Directive 1: Pick out every line of the records below that contains the word "foliage" and copy each one. Case counts.

Document passage:
# # #

A MAJOR LEADERSHIP CRISIS


A few days ago, after posting my reflections about bullying bishops, I got a rather nasty private email. The author, to phrase it here more politely, told me that if I despise the church and hate our bishops and the Pope so much I should simply leave the Catholic Church, move on, and shut up.

I don’t despise the Catholic Church. I don’t hate our bishops or the Pope. Some of my best friends are bishops, archbishops, and even a couple cardinals. 🙂

In all the heated Catholic rhetoric these days, it is easy to miss the main point.

We have a major Catholic leadership problem. It is reaching crisis proportions, as I write. This is bigger and more far-reaching than the sixteenth century Reformation.

In today’s news, we read about an increasingly angry Vatican……..

As reported in the The Irish Catholic and the The National Catholic Reporter, just some weeks after a Vatican report about the Irish Catholic Church lamented what it described as “fairly widespread” dissent from church teaching, it has been revealed that the Vatican has “silenced” a widely respected Redemptorist: Father Tony Flannery.

The Vatican silencing of Flannery has raised a strong protest among the members of the 800-strong Association of Catholic Priests, which has accused the Vatican of issuing a fatwa against liberal clerics.

According to Michael Kelly, the deputy editor of The Irish Catholic, Father Flannery, a popular author and retreat director, has voiced support in the past for opening up debates about the ordination of women, a change to the church’s ban on artificial birth control, and an end to mandatory celibacy. He also provoked dismay among senior Irish bishops when he publicly backed Irish Prime Minister Enda Kenny’s 2011 attack on the Vatican, in the wake of the report into the mishandling of clerical abuse in the Cloyne diocese. Kenny accused the Vatican of “dysfunction,” “disconnection,” “elitism” and “narcissism.” Flannery described the speech as “wonderful.”

By acting against Fr. Tony Flannery now, Cardinal William Levada’s Congregation for the Doctrine of the Faith has provoked the ire of the priests’ association. Flannery is a founder of the association, which now represents some 20 percent of Ireland’s clergy.

# # #

Image records on named regions:
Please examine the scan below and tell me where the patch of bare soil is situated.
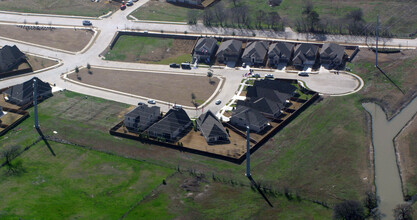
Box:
[395,117,417,196]
[68,69,220,106]
[0,25,94,52]
[354,49,417,117]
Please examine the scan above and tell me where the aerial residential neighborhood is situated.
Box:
[0,0,417,220]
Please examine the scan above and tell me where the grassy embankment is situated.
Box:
[105,35,193,64]
[0,0,119,17]
[132,0,417,34]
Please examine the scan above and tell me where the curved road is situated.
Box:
[0,0,364,115]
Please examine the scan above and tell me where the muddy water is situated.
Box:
[362,99,417,219]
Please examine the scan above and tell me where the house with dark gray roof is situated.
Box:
[0,45,26,73]
[320,43,347,69]
[4,77,52,106]
[193,38,217,63]
[236,97,285,118]
[268,42,294,66]
[196,110,229,143]
[124,103,160,132]
[292,44,319,68]
[242,41,268,66]
[146,108,191,141]
[216,40,242,64]
[230,105,269,133]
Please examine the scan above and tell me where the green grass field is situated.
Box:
[0,0,119,17]
[105,35,192,64]
[132,0,417,36]
[0,142,175,219]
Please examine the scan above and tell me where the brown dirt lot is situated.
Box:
[68,68,220,106]
[0,25,94,52]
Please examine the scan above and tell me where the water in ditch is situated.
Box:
[362,98,417,219]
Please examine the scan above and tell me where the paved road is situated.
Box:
[0,0,360,114]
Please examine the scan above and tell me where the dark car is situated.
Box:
[83,20,93,26]
[169,63,180,68]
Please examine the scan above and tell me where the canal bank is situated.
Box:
[362,98,417,219]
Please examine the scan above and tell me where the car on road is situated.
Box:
[181,62,191,70]
[169,63,180,68]
[265,74,274,79]
[83,20,93,26]
[298,72,308,76]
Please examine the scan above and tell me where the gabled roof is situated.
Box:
[196,110,227,139]
[320,43,345,62]
[216,40,242,56]
[148,108,191,133]
[125,104,160,118]
[242,41,268,59]
[0,45,26,72]
[268,42,294,59]
[232,105,269,127]
[236,97,284,115]
[5,77,52,101]
[293,44,319,62]
[194,38,217,54]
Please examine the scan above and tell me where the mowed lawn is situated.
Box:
[132,0,417,36]
[0,142,175,219]
[0,0,119,17]
[126,173,332,220]
[105,35,194,64]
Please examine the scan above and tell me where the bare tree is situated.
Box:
[393,204,414,220]
[1,146,20,174]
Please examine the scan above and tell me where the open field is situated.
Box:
[0,0,120,17]
[0,142,175,219]
[0,24,94,52]
[395,118,417,196]
[126,173,332,219]
[132,0,417,36]
[26,55,58,71]
[68,68,220,106]
[105,35,194,64]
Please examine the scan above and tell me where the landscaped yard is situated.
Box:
[0,0,120,17]
[105,35,194,64]
[0,24,94,52]
[68,68,220,106]
[132,0,417,36]
[0,142,175,219]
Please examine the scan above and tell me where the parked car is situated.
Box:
[169,63,180,68]
[181,62,191,70]
[83,20,93,26]
[298,72,308,76]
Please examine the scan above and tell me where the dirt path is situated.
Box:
[0,25,94,52]
[68,69,219,106]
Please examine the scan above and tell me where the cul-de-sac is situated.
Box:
[0,0,417,220]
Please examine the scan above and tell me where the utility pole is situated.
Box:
[33,79,39,129]
[375,15,379,67]
[246,126,251,178]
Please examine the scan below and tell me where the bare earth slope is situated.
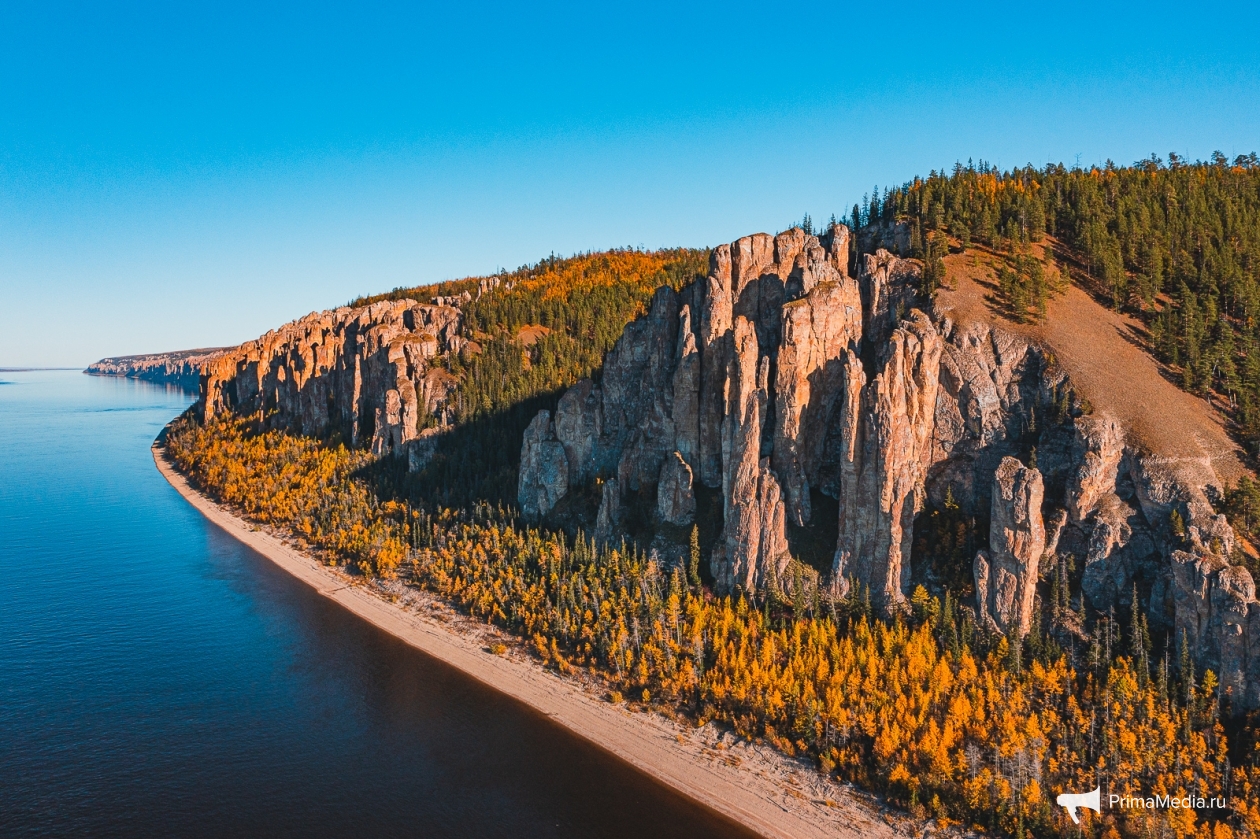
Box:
[154,443,912,838]
[936,245,1246,486]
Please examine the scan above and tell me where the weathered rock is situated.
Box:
[698,244,735,486]
[711,315,789,593]
[656,451,696,525]
[556,379,604,486]
[667,306,702,470]
[833,310,941,607]
[771,262,862,525]
[927,319,1053,510]
[1067,416,1124,522]
[858,249,919,346]
[84,346,231,393]
[517,411,568,519]
[600,286,678,489]
[198,300,461,443]
[974,457,1046,637]
[1172,551,1260,709]
[592,481,621,545]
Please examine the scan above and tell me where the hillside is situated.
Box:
[935,238,1250,490]
[157,153,1260,836]
[83,346,229,393]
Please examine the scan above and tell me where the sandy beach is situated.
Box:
[152,443,921,838]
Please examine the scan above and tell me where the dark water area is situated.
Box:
[0,370,743,838]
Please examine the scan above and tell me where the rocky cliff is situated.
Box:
[84,346,227,393]
[519,220,1260,707]
[198,300,465,460]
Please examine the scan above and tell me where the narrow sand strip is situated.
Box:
[152,443,917,838]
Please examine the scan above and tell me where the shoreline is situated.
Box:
[152,437,921,839]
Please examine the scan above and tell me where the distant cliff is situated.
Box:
[84,346,228,393]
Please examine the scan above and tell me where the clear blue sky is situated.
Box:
[0,1,1260,367]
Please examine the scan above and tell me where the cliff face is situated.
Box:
[84,348,228,393]
[199,300,464,455]
[520,225,1260,707]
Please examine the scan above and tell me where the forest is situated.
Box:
[168,155,1260,836]
[866,152,1260,443]
[168,414,1260,838]
[354,248,708,506]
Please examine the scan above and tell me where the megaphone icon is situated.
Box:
[1055,786,1103,824]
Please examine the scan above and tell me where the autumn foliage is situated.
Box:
[168,417,1260,836]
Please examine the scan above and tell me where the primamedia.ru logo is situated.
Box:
[1106,795,1225,810]
[1056,787,1226,824]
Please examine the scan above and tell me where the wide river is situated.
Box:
[0,372,742,839]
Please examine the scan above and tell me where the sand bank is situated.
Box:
[154,443,917,838]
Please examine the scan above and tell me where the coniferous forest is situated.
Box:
[168,155,1260,836]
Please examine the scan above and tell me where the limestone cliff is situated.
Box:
[199,300,464,455]
[520,219,1260,707]
[84,346,228,393]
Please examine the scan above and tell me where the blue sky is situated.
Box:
[0,3,1260,367]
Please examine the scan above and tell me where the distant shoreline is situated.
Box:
[152,431,907,838]
[0,367,87,373]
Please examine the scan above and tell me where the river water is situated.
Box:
[0,372,742,839]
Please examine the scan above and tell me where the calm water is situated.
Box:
[0,372,740,838]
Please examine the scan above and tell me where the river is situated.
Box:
[0,370,742,839]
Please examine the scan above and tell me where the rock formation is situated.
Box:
[656,451,696,525]
[199,300,464,455]
[84,346,228,393]
[180,215,1260,707]
[517,411,568,519]
[974,457,1046,637]
[520,224,942,605]
[1172,551,1260,708]
[514,225,1260,707]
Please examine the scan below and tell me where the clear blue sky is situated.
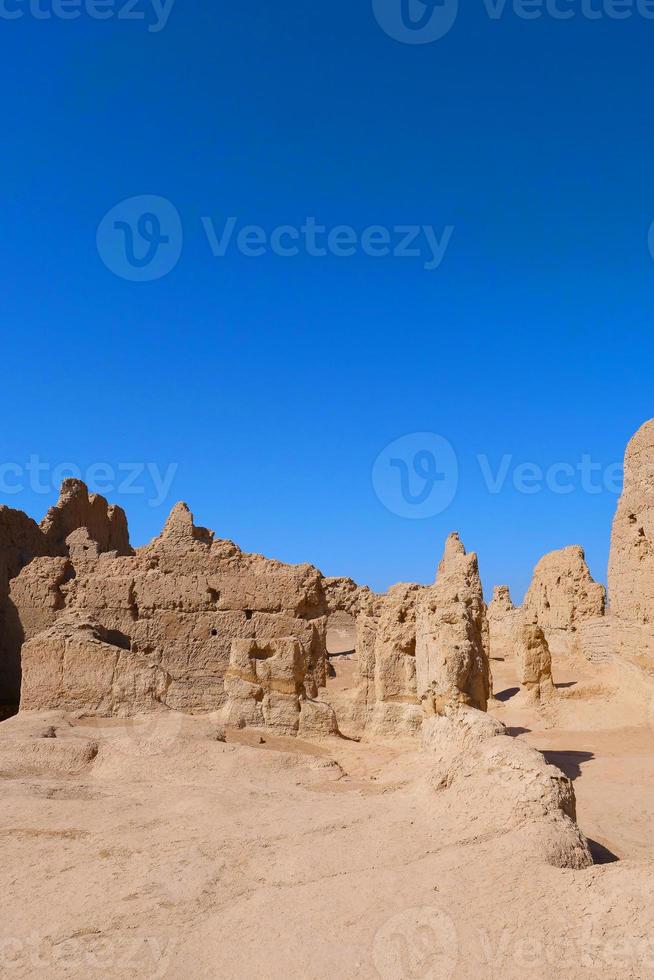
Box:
[0,0,654,597]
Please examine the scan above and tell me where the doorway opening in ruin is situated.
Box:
[327,612,359,691]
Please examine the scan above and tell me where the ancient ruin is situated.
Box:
[0,423,654,980]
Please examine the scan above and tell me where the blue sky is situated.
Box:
[0,0,654,598]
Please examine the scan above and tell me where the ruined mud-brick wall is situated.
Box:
[487,585,524,660]
[0,480,131,705]
[609,419,654,624]
[522,545,606,655]
[325,534,490,736]
[11,504,334,711]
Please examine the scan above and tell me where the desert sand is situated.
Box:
[0,423,654,980]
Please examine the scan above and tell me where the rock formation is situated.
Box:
[223,637,338,735]
[522,545,606,654]
[416,534,491,714]
[41,479,132,555]
[21,616,170,717]
[515,623,555,701]
[487,585,523,660]
[609,419,654,624]
[0,480,131,705]
[12,504,334,711]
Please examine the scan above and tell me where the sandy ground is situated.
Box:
[492,660,654,862]
[0,660,654,980]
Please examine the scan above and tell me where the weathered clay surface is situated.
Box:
[10,504,326,711]
[21,616,170,717]
[416,534,491,714]
[523,545,606,654]
[223,637,338,735]
[515,623,554,701]
[41,479,132,555]
[609,419,654,624]
[0,480,132,704]
[487,585,523,660]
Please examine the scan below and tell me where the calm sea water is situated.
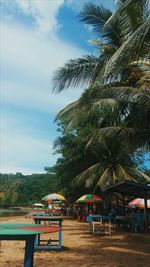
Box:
[0,208,29,217]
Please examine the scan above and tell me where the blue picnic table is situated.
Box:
[0,224,60,267]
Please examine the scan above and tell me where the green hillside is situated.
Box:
[0,173,61,207]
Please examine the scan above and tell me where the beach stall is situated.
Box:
[33,203,45,210]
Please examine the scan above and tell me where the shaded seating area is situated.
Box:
[105,181,150,232]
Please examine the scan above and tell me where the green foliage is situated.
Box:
[0,173,60,207]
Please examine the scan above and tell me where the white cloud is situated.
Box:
[0,116,57,173]
[0,21,81,112]
[2,0,64,34]
[0,1,83,173]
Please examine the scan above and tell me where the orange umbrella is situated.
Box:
[128,198,150,209]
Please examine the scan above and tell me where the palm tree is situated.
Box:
[51,0,150,192]
[53,0,150,91]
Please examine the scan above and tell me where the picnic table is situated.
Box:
[32,214,63,250]
[86,214,112,236]
[0,224,60,267]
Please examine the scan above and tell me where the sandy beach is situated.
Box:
[0,216,150,267]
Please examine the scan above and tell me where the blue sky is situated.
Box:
[3,0,148,174]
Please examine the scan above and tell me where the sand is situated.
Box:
[0,216,150,267]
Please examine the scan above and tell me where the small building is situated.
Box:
[33,203,45,210]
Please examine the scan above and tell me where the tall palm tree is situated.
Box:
[51,0,150,192]
[53,0,150,91]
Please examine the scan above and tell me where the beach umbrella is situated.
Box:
[76,194,102,203]
[42,193,66,203]
[128,198,150,209]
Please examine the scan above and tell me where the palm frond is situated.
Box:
[104,18,150,79]
[55,100,79,121]
[104,0,148,36]
[80,3,120,47]
[53,55,98,92]
[73,163,104,187]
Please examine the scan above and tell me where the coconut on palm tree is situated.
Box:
[53,0,150,192]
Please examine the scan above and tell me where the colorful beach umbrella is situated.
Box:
[42,193,66,203]
[76,194,102,203]
[128,198,150,209]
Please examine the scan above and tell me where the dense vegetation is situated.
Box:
[53,0,150,191]
[0,173,61,207]
[0,0,150,209]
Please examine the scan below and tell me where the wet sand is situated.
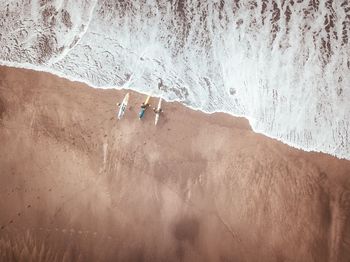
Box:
[0,67,350,261]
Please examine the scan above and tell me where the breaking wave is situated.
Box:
[0,0,350,159]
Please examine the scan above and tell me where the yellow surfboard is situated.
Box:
[145,96,151,105]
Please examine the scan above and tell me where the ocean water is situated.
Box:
[0,0,350,159]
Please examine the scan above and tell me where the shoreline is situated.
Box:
[0,67,350,262]
[0,61,344,160]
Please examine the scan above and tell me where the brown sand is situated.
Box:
[0,67,350,261]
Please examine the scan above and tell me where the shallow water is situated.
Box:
[0,0,350,159]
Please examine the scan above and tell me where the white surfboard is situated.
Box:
[154,98,162,125]
[118,93,129,119]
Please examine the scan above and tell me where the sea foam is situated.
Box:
[0,0,350,159]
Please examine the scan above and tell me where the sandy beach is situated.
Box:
[0,67,350,262]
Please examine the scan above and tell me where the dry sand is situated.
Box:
[0,67,350,262]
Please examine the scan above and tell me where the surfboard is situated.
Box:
[154,98,162,125]
[118,93,129,119]
[139,96,151,119]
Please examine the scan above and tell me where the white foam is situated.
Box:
[0,0,350,159]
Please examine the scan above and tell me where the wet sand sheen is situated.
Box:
[0,67,350,261]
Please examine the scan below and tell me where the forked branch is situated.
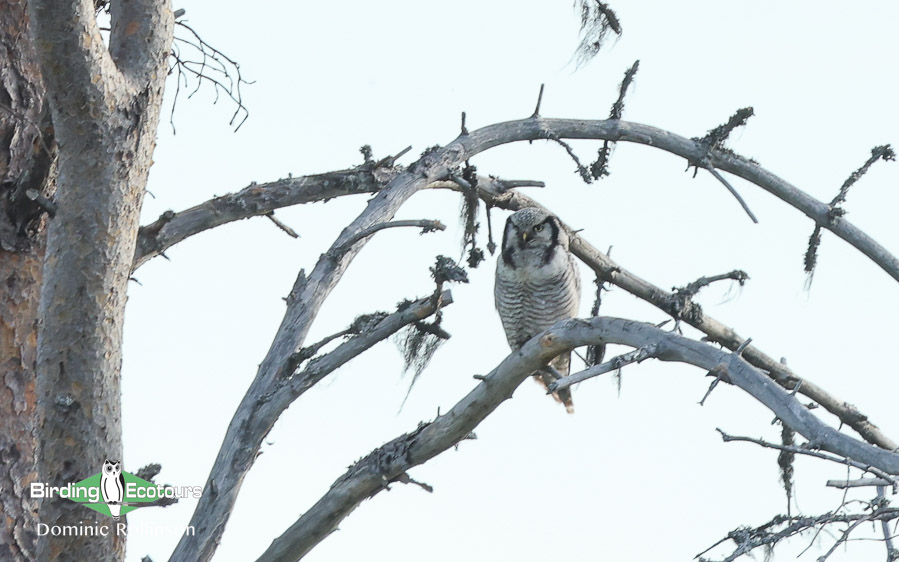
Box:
[251,318,899,562]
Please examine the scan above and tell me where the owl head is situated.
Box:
[103,459,122,476]
[502,207,568,267]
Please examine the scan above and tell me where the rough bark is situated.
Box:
[28,0,173,560]
[0,0,56,561]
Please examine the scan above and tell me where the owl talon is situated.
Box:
[540,365,565,380]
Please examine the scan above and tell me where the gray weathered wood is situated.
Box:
[258,317,899,562]
[28,0,173,561]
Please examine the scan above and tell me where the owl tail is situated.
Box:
[534,353,574,414]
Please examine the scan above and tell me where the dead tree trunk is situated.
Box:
[17,0,173,560]
[0,0,56,560]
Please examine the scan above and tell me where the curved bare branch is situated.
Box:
[472,178,899,450]
[251,318,899,562]
[132,166,397,271]
[146,117,899,281]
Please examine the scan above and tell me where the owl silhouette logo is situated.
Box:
[100,459,125,520]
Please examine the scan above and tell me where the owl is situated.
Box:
[100,459,125,520]
[493,207,581,413]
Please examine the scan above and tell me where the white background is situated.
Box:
[123,0,899,562]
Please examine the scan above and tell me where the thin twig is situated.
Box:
[547,345,657,394]
[715,427,899,485]
[825,478,894,489]
[531,84,546,119]
[705,165,759,224]
[265,211,300,238]
[328,219,446,258]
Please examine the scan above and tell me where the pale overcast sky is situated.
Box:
[116,0,899,562]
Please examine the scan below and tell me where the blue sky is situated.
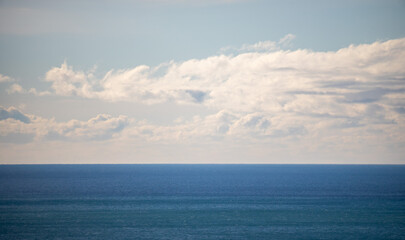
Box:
[0,0,405,163]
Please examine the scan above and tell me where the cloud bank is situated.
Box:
[0,35,405,162]
[38,39,405,121]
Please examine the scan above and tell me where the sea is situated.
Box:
[0,164,405,239]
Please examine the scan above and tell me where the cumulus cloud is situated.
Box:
[0,73,14,83]
[0,107,130,142]
[37,36,405,116]
[0,106,31,123]
[2,36,405,157]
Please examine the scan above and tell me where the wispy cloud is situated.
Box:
[0,37,405,163]
[0,74,14,83]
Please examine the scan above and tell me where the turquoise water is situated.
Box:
[0,165,405,239]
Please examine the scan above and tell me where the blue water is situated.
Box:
[0,165,405,239]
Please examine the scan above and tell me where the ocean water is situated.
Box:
[0,165,405,239]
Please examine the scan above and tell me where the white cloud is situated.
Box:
[0,74,14,83]
[0,36,405,162]
[38,37,405,117]
[0,107,130,142]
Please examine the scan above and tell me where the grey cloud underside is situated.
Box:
[0,39,405,144]
[0,106,31,123]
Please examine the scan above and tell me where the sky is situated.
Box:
[0,0,405,164]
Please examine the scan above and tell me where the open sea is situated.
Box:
[0,165,405,239]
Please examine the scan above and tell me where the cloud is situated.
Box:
[0,74,14,83]
[37,36,405,119]
[0,106,31,123]
[0,107,130,142]
[5,36,405,160]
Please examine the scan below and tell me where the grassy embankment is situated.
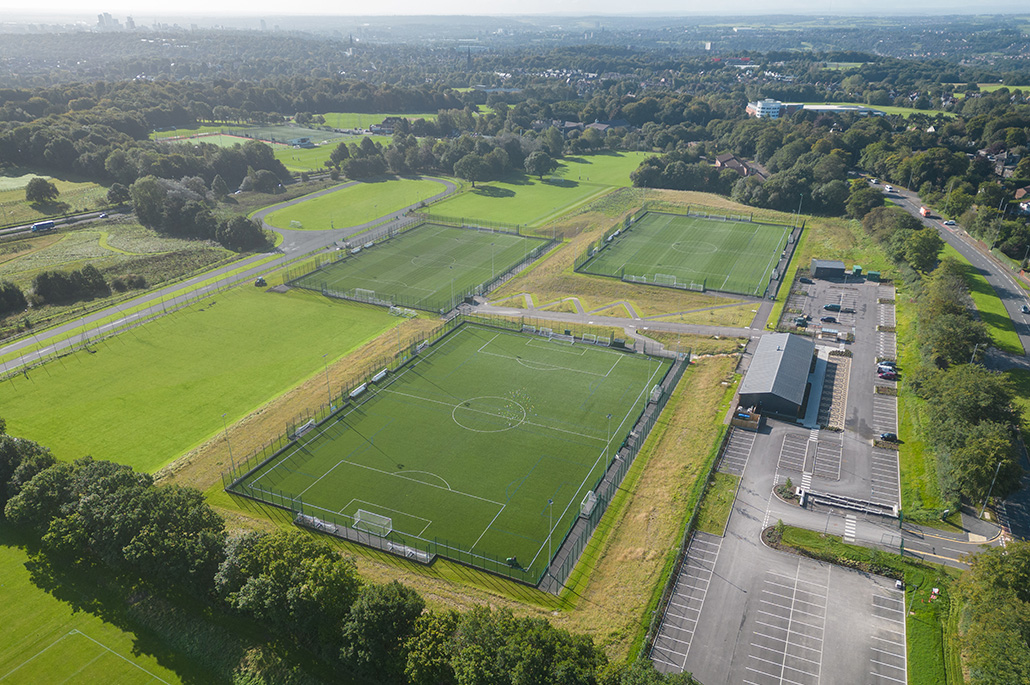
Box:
[782,526,964,685]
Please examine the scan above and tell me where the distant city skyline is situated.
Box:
[0,0,1028,18]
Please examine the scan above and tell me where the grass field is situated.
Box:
[275,136,391,172]
[433,152,647,226]
[0,286,399,471]
[297,224,547,311]
[265,178,445,231]
[583,212,790,297]
[322,112,437,129]
[231,324,671,580]
[0,530,180,685]
[0,173,107,226]
[941,245,1024,354]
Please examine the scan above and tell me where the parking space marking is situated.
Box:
[777,433,811,472]
[744,561,830,685]
[651,533,722,673]
[844,514,858,543]
[718,429,755,476]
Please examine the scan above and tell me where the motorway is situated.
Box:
[0,179,457,370]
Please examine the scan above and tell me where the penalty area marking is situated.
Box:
[0,628,172,685]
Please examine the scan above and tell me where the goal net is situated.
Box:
[580,490,597,517]
[654,274,676,285]
[354,509,393,538]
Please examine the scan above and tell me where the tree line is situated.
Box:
[0,420,694,685]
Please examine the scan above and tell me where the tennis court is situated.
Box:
[581,212,791,297]
[291,224,550,311]
[234,323,671,579]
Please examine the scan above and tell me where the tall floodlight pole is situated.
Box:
[605,414,612,459]
[221,414,236,476]
[547,500,554,575]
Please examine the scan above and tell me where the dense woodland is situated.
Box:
[0,420,694,685]
[0,19,1030,684]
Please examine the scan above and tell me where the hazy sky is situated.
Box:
[0,0,1028,16]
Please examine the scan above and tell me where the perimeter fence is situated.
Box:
[221,314,690,592]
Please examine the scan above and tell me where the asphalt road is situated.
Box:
[0,179,457,370]
[885,183,1030,353]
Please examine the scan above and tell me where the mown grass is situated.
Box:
[894,290,945,522]
[0,526,184,685]
[275,135,392,173]
[433,152,645,226]
[265,178,445,231]
[783,526,963,685]
[0,286,398,471]
[697,473,741,536]
[941,245,1024,354]
[0,175,107,226]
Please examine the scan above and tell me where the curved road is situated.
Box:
[0,178,457,370]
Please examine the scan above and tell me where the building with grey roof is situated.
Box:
[740,333,816,416]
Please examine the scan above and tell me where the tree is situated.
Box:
[525,150,558,180]
[211,174,229,200]
[454,152,490,187]
[904,229,945,273]
[129,176,168,229]
[340,581,425,682]
[25,176,60,204]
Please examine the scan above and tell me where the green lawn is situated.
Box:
[323,112,437,129]
[265,178,445,231]
[0,527,183,685]
[433,152,647,226]
[941,245,1024,354]
[582,212,790,296]
[231,323,671,583]
[296,224,548,313]
[0,287,399,471]
[275,136,391,172]
[783,526,963,685]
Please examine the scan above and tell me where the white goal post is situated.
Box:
[354,509,393,538]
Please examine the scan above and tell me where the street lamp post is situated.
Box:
[547,500,554,575]
[322,352,333,407]
[221,414,236,476]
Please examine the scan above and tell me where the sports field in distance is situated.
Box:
[582,212,790,297]
[265,178,446,231]
[294,224,547,311]
[231,323,671,580]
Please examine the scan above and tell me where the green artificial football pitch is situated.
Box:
[582,212,791,297]
[234,323,671,581]
[294,224,548,311]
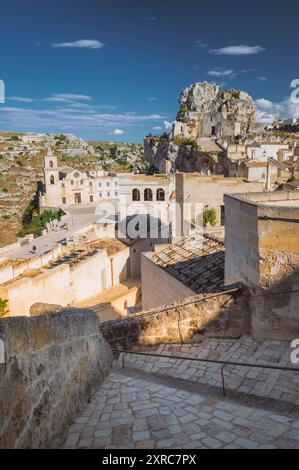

# # #

Directive 2: According to the post on the Catholic leadership crisis above, what share of Ireland's clergy does the Association of Catholic Priests now represent?

Answer 1:
Please examine the scan above and tell me where the autumn foliage is situated.
Please examine the scan above and tell me where the green foliage is situated.

Answer 2: Some 20 percent.